(Data records)
-*-*-

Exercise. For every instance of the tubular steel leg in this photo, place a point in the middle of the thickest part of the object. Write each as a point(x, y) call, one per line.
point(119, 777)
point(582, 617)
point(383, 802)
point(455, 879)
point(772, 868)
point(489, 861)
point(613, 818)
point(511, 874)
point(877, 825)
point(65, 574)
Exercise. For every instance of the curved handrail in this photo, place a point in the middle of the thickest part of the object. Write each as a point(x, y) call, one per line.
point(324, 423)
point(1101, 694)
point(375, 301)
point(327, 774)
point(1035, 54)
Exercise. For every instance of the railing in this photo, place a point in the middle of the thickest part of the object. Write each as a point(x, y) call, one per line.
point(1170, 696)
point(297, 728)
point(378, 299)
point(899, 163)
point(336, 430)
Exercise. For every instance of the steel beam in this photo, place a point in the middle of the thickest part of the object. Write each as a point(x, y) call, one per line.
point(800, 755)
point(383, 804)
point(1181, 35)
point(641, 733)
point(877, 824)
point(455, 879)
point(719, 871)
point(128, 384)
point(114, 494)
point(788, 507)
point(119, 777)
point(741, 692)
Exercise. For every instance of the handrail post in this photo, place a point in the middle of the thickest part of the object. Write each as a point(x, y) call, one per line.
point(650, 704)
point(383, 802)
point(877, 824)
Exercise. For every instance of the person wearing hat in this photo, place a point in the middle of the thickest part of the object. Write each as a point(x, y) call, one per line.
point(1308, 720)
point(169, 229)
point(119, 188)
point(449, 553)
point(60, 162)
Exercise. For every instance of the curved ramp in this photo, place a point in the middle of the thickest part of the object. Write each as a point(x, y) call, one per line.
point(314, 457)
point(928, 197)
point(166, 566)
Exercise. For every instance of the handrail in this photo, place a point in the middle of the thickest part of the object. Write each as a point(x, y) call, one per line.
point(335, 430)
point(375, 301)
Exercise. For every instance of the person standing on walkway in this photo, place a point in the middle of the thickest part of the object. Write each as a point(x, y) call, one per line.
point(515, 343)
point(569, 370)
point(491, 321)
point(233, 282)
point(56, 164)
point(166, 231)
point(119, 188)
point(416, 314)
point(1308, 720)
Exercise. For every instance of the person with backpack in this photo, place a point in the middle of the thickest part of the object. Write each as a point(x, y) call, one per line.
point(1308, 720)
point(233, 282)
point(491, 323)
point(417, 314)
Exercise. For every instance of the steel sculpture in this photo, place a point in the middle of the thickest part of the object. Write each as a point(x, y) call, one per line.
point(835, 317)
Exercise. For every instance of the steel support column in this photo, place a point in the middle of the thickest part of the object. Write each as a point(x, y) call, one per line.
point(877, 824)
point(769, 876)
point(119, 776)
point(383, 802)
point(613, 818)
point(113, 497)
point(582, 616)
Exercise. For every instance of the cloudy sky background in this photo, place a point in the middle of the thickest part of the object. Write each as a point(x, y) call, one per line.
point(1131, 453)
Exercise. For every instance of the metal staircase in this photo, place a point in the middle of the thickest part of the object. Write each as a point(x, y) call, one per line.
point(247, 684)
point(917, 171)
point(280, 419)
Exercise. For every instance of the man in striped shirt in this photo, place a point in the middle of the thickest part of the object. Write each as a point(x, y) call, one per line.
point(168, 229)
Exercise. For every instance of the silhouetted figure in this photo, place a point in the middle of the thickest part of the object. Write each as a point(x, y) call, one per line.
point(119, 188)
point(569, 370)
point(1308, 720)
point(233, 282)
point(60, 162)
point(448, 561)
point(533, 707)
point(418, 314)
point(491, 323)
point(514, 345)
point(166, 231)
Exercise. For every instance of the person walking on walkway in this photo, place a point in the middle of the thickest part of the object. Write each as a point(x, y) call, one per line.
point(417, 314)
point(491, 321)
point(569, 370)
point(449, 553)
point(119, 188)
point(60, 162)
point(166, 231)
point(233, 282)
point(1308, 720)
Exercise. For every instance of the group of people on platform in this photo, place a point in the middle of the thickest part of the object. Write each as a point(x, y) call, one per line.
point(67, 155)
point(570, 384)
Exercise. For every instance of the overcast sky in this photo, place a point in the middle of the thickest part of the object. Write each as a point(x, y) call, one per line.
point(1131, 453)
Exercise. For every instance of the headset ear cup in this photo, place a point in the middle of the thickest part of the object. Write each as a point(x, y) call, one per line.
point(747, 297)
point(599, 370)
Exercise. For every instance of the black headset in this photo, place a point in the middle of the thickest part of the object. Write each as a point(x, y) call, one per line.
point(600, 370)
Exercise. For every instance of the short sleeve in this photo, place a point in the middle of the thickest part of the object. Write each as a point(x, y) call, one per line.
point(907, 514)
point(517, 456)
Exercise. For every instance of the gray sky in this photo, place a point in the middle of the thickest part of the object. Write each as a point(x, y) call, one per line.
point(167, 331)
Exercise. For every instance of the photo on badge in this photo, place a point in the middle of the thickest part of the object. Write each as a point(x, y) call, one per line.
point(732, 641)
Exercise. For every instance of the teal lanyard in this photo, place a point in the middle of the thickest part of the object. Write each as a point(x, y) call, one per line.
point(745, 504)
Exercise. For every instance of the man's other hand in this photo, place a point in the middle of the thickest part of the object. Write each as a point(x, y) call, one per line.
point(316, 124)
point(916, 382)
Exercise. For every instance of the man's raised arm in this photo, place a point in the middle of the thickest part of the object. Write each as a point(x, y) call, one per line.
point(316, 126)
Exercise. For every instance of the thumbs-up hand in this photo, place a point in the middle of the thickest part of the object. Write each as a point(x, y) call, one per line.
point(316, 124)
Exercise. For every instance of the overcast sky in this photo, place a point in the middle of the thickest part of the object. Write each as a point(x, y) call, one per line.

-*-*-

*Task brief*
Print the entries exactly. Include every one.

*Result*
Exercise. For every instance of the tubular steel leg in this photo, place a point in the middle of the thickest part of the object. Write each as a point(x, y) call, one per line.
point(119, 777)
point(582, 617)
point(383, 802)
point(455, 879)
point(772, 868)
point(489, 861)
point(613, 818)
point(511, 874)
point(877, 825)
point(65, 574)
Exercise. For every instance of the curved handrail in this photo, place a point in the middle of the thickest part of the object. Write each as a point(x, y) call, one per line.
point(324, 423)
point(1101, 694)
point(375, 301)
point(327, 774)
point(1035, 54)
Exercise. For every instance of the railing in this photo, place a point in the middle of the thickest part of the object. Write each as a point(x, y) call, one per line.
point(1170, 696)
point(297, 728)
point(378, 299)
point(899, 163)
point(336, 430)
Exercise. For every instance of the steel beam in this photo, place a point in the middle of the thickest part of the object. Write each as a point(x, y) call, one per line.
point(800, 755)
point(383, 804)
point(1181, 35)
point(641, 733)
point(877, 824)
point(455, 879)
point(719, 871)
point(128, 384)
point(114, 494)
point(788, 507)
point(119, 777)
point(741, 692)
Exercise. For every instance of the handrail post in this photo, place a point in the middle of the thickest part of the object. Write each as a point(x, y) call, one per line.
point(650, 704)
point(383, 802)
point(877, 824)
Exercise. For every instance of the person wearing hat in this photo, place a point in the middle of the thickest part of the object. Write each as a point(x, y) call, one per line.
point(1308, 720)
point(169, 229)
point(119, 188)
point(449, 553)
point(60, 162)
Exercise. For every instance of the curved ramp in this photo, place a point in the middle of the thickest part of the object. Write each as a point(x, y) call, one per line.
point(314, 457)
point(928, 197)
point(166, 566)
Exercise. For every instance of the handrail in this photo, place a point in the middle of the thickest part of the object. Write each as a point(x, y) call, one per line.
point(335, 430)
point(375, 301)
Exercise. For every instance of the person standing on walkway in this photo, place a point in the middle of the thickest part of the object. Write each as a point(x, y) call, one per line.
point(515, 343)
point(569, 370)
point(491, 321)
point(233, 282)
point(56, 164)
point(166, 231)
point(119, 188)
point(416, 314)
point(1308, 720)
Exercise. For every instance of the person with backpack in this photo, place a point in the middle of the thickest part of the object. Write each as a point(x, y) call, one per line.
point(1308, 720)
point(233, 282)
point(491, 323)
point(417, 314)
Exercise. For every instance of the steel sculpture in this photo, place a point in the middle of the thickest part of the object. Write each as a point(x, y) call, one per line.
point(835, 317)
Exercise. For every instance of the steel support column in this photo, place a point in the middle of the thickest part of the object. Write each as a point(x, y) call, one per line.
point(877, 824)
point(769, 876)
point(119, 776)
point(383, 802)
point(613, 818)
point(113, 497)
point(582, 616)
Exercise. For every instance of the cloudy sky background in this photo, place a point in the middle of the thickest part of the object. Write each as a point(x, y) call, one per line.
point(1131, 453)
Exercise. For every instance of the metal staircase in this photo, place a point in the middle of the thickest part of the object. Write each as a point(x, y) call, one per line.
point(247, 684)
point(917, 171)
point(280, 419)
Exercise. For every instance of the man in striped shirt in this photo, place a point in the middle of the thickest part of the object. Write each as a point(x, y) call, one per line.
point(168, 229)
Exercise. For every instance of the silhouetted figure in this photo, place a point in the middle of the thickest part of the object. Write each as a point(x, y) call, one per line.
point(119, 188)
point(569, 370)
point(1308, 720)
point(233, 282)
point(60, 162)
point(448, 561)
point(533, 707)
point(418, 314)
point(491, 323)
point(514, 345)
point(166, 231)
Exercise. For every instance of the person walking on walkway in this photo, place a point in the middle of the thickest part of the object. Write each as a point(x, y) call, one per line.
point(417, 314)
point(491, 321)
point(569, 370)
point(449, 553)
point(119, 188)
point(60, 162)
point(166, 231)
point(233, 282)
point(1308, 720)
Exercise. For every instance of the group of people on platform in this photo, place a point in the middle of the thickest part of the object. Write each as a point(x, y) call, one per line.
point(67, 155)
point(570, 384)
Exercise. For every instance of the overcast sky in this photo, place a point in the middle of the thickest part of the object. Write each as a point(x, y) call, one per line.
point(1131, 453)
Exercise. For every instance of the headset ear cup in this photo, place a point in the middle of the thickest part of the object. Write each as a point(x, y) call, one per line.
point(747, 297)
point(599, 370)
Exercise. For every instance of the black headset in this photo, place a point in the middle of the thickest part of the object. Write each as a point(x, y) call, one per line.
point(600, 370)
Exercise. For every instance of the short sleeve in this photo, place a point in the middle of the thickest part of the object. Write each as a point(x, y) call, one per line.
point(907, 514)
point(517, 456)
Exercise. For every instance of the gray sky in this photo, place a point in the middle of the thickest part of the object. Write each as a point(x, y) call, one per line.
point(167, 331)
Exercise. For every instance of the photo on badge in this photo, place a point in the middle of the thickest part of the object. Write each as a point(x, y) call, one per line.
point(732, 641)
Exercise. For every instance of the teal lanyard in this photo, place a point in the middle of the thickest part of the object. Write each as a point(x, y) call, one per line.
point(745, 504)
Exercise. For every instance of the man's other hand in this photo, place a point in the middle of the thickest part of the object. Write each as a point(x, y) call, one per line.
point(316, 124)
point(916, 382)
Exercise. For every instance of the man's raised arm in this photo, place a point in the middle of the thickest part of the object. Write each as a point(x, y) call, one per line.
point(316, 126)
Exercise. For every instance of the thumbs-up hand in this photo, place a point in the middle of the thickest part of the object. Write each as a point(x, y) call, one per line.
point(316, 124)
Exercise. For every instance of the overcast sky in this photo, place a point in the middle of the thickest part of the object. Write each as a point(x, y) call, one per line.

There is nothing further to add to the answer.